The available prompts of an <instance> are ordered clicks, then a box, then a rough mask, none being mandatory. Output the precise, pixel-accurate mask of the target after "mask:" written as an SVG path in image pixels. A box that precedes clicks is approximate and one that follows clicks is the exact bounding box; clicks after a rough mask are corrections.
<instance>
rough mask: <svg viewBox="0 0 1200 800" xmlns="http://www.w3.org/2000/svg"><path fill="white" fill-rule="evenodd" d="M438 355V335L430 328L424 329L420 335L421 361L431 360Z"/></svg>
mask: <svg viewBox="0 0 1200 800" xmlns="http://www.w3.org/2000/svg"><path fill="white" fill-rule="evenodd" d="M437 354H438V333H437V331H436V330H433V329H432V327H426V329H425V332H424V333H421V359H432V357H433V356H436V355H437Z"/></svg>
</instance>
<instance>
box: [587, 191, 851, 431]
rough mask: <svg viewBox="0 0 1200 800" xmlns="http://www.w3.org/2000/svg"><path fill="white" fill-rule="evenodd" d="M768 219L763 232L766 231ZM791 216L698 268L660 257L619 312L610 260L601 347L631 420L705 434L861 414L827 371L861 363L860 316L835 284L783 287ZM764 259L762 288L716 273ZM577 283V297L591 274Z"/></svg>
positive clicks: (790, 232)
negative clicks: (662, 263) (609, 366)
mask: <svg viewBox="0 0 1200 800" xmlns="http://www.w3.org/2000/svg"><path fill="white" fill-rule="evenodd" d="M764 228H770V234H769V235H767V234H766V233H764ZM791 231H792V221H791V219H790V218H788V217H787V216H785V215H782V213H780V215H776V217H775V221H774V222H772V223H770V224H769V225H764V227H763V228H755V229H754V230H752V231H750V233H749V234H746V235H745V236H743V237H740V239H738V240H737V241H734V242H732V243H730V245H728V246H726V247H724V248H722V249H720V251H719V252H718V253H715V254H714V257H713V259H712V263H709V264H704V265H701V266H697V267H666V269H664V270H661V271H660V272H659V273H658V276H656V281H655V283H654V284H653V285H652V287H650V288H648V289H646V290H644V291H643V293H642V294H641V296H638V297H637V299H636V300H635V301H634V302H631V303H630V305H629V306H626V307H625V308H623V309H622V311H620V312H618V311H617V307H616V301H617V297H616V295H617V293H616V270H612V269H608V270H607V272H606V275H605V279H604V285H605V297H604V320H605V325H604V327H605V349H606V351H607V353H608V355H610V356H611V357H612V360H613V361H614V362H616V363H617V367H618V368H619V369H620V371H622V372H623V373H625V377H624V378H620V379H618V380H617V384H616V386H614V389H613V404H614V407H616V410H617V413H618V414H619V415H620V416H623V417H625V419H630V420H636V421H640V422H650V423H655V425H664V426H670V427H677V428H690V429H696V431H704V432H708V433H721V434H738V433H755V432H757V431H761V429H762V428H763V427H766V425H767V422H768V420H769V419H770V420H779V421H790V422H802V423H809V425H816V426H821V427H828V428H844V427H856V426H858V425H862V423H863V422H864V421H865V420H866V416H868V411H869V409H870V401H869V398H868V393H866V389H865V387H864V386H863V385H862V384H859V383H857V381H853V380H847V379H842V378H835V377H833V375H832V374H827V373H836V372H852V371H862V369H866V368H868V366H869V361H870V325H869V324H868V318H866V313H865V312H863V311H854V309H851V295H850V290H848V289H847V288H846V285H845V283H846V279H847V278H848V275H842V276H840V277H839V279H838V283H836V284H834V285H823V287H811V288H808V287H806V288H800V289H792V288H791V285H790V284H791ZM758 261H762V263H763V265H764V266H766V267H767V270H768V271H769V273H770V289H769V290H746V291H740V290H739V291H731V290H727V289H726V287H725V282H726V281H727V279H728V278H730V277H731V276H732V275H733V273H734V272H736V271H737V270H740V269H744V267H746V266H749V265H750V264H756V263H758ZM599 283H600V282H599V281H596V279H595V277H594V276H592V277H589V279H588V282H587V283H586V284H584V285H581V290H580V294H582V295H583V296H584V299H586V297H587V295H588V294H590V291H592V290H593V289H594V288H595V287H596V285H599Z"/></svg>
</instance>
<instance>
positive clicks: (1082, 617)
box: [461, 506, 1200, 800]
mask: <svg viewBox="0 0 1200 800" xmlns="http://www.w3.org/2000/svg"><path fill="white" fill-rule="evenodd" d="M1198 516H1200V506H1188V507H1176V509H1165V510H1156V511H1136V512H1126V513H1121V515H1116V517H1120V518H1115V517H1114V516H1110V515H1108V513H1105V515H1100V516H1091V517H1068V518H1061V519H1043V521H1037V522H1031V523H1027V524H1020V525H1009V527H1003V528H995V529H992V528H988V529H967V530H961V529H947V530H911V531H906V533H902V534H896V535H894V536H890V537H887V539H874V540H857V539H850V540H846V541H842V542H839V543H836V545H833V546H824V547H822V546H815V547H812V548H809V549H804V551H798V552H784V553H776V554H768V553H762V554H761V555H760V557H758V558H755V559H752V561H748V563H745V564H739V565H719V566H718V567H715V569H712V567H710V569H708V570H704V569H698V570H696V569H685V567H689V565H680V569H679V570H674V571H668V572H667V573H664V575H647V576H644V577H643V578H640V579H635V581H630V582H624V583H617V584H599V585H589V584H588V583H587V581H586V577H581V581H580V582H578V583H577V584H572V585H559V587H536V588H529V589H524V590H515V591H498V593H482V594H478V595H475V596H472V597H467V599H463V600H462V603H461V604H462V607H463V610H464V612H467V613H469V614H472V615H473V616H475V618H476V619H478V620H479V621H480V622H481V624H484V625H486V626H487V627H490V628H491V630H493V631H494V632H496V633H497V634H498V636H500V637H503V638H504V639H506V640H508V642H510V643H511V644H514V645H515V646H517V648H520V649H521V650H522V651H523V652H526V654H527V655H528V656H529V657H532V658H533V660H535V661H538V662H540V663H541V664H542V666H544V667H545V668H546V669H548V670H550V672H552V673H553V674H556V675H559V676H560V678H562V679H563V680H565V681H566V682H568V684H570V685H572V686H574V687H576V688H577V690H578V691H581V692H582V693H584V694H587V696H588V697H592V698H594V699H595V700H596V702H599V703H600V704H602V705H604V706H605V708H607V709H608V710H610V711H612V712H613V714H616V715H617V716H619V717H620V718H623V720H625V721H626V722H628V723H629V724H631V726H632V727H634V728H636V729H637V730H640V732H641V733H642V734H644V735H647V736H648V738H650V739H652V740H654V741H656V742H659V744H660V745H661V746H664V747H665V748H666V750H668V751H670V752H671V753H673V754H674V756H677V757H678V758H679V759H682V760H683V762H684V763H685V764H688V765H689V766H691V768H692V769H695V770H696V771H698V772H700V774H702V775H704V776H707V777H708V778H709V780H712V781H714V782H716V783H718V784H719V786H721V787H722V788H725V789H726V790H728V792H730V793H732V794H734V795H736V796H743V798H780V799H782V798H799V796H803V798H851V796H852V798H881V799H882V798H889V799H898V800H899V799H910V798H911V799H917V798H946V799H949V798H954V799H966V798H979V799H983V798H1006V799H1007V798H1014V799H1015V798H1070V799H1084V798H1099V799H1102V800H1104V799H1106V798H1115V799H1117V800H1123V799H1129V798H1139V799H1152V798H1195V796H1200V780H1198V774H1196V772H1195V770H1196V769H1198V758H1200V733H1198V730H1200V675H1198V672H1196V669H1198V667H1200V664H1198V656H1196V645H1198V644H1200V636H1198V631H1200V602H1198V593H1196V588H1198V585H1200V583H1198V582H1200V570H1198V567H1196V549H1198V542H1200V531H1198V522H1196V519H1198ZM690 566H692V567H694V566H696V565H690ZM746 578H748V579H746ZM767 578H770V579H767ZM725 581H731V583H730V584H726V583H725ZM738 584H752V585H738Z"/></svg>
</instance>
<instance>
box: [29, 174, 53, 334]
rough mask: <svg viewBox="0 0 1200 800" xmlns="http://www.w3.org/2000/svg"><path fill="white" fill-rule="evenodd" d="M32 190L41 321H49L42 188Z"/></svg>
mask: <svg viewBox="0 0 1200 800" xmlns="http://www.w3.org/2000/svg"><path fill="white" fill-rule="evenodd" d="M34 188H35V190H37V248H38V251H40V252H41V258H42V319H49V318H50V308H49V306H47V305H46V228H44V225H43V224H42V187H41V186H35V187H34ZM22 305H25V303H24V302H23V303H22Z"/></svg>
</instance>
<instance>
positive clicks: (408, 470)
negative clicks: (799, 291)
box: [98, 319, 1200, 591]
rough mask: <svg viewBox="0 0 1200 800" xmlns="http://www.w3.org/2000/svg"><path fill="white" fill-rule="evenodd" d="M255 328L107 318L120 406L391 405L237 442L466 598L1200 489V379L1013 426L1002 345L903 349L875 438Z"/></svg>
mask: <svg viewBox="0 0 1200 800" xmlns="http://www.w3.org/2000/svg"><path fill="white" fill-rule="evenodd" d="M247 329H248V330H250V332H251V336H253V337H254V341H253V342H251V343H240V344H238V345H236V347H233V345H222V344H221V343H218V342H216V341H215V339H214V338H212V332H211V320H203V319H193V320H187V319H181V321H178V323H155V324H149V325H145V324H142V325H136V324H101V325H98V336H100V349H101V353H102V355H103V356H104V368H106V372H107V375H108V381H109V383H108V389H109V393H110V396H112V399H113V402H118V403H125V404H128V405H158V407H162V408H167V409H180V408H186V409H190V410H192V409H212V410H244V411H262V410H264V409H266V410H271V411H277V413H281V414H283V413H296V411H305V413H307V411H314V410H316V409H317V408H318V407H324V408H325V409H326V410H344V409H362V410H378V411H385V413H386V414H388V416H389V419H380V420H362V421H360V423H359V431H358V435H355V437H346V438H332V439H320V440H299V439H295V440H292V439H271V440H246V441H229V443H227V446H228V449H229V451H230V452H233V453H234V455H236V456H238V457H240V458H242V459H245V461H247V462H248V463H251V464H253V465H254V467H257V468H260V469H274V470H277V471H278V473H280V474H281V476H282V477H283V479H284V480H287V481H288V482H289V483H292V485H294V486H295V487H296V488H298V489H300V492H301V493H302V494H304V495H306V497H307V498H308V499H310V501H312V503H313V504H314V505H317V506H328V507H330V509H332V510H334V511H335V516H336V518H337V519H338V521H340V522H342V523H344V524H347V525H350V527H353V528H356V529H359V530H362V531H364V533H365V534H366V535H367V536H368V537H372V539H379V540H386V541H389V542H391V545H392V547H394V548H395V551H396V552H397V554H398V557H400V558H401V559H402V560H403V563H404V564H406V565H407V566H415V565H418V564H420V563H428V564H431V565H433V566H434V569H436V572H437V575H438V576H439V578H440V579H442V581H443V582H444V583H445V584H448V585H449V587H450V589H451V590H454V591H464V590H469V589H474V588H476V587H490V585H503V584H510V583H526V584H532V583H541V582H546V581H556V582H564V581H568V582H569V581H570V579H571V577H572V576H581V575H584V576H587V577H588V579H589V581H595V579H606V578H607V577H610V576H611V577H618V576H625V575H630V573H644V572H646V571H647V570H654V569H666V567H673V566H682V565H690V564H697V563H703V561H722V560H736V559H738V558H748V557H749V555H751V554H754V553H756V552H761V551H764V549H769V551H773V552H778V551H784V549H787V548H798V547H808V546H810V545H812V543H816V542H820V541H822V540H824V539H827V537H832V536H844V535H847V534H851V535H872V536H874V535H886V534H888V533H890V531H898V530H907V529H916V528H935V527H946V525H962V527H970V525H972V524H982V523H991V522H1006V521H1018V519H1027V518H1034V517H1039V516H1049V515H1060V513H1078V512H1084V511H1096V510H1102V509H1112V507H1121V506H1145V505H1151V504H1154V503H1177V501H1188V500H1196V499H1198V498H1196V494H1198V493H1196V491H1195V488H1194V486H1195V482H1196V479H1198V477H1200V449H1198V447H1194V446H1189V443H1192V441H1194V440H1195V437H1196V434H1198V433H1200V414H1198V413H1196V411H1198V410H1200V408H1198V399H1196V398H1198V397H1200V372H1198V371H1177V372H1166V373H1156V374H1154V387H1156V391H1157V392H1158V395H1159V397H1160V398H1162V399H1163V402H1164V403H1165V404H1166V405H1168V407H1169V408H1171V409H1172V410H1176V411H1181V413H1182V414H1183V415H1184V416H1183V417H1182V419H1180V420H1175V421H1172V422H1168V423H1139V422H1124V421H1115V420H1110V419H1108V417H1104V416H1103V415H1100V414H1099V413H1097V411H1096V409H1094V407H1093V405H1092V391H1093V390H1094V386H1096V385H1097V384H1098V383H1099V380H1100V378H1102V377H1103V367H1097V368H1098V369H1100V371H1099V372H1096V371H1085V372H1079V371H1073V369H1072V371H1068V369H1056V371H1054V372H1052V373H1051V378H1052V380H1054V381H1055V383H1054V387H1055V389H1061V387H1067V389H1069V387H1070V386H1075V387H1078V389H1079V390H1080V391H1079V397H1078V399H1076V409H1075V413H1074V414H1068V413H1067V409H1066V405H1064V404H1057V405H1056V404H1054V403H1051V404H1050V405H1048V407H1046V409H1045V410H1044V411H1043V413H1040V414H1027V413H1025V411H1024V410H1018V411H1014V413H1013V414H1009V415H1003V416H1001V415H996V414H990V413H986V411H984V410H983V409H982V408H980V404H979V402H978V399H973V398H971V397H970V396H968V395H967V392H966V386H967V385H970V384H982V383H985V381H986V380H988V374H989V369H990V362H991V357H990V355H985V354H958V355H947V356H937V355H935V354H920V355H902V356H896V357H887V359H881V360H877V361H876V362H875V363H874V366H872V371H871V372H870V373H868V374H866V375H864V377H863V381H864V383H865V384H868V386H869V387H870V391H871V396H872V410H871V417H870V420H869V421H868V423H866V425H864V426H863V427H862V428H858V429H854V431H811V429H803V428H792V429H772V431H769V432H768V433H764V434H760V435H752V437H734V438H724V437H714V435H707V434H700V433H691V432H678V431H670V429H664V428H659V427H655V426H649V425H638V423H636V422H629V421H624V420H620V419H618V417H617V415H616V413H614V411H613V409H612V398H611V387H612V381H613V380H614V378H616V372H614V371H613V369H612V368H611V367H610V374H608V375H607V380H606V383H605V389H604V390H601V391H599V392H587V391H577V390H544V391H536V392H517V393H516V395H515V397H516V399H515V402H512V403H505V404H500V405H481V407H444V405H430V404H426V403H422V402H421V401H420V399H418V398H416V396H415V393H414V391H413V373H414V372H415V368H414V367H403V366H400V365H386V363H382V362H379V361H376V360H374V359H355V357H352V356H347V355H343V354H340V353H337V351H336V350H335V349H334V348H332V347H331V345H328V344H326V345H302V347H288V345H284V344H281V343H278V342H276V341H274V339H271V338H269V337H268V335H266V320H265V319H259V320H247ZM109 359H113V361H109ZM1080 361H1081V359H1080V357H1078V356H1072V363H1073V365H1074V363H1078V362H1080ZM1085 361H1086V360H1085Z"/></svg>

◆ WHAT YOU SHOULD DO ◆
Send back exactly, with nothing added, the lines from the first line of the material above through the line holding "positive clicks: (790, 232)"; both ends are included.

◆ ANSWER FOR THE TASK ◆
The available prompts of an <instance> are ordered clicks, then a box, then a rough mask, none being mandatory. Output the precise, pixel-accurate mask of the target after "mask:" written as an SVG path in image pixels. A box that precedes clicks is approximate and one that follows clicks is the exact bounding box; clicks after a rough mask are corrections.
<instance>
rough mask: <svg viewBox="0 0 1200 800" xmlns="http://www.w3.org/2000/svg"><path fill="white" fill-rule="evenodd" d="M438 355V335L430 328L424 329L420 335L421 361L431 360Z"/></svg>
mask: <svg viewBox="0 0 1200 800" xmlns="http://www.w3.org/2000/svg"><path fill="white" fill-rule="evenodd" d="M437 354H438V333H437V331H436V330H433V329H432V327H426V329H425V332H424V333H421V359H432V357H433V356H436V355H437Z"/></svg>
</instance>
<instance>
box: [587, 191, 851, 431]
rough mask: <svg viewBox="0 0 1200 800" xmlns="http://www.w3.org/2000/svg"><path fill="white" fill-rule="evenodd" d="M768 219L763 232L766 231ZM791 216L698 268L660 257L619 312L610 260L601 347L631 420L705 434L861 414L827 371L861 363L860 316L835 284L783 287ZM764 259L762 288L716 273ZM577 283V297L591 274Z"/></svg>
positive clicks: (790, 232)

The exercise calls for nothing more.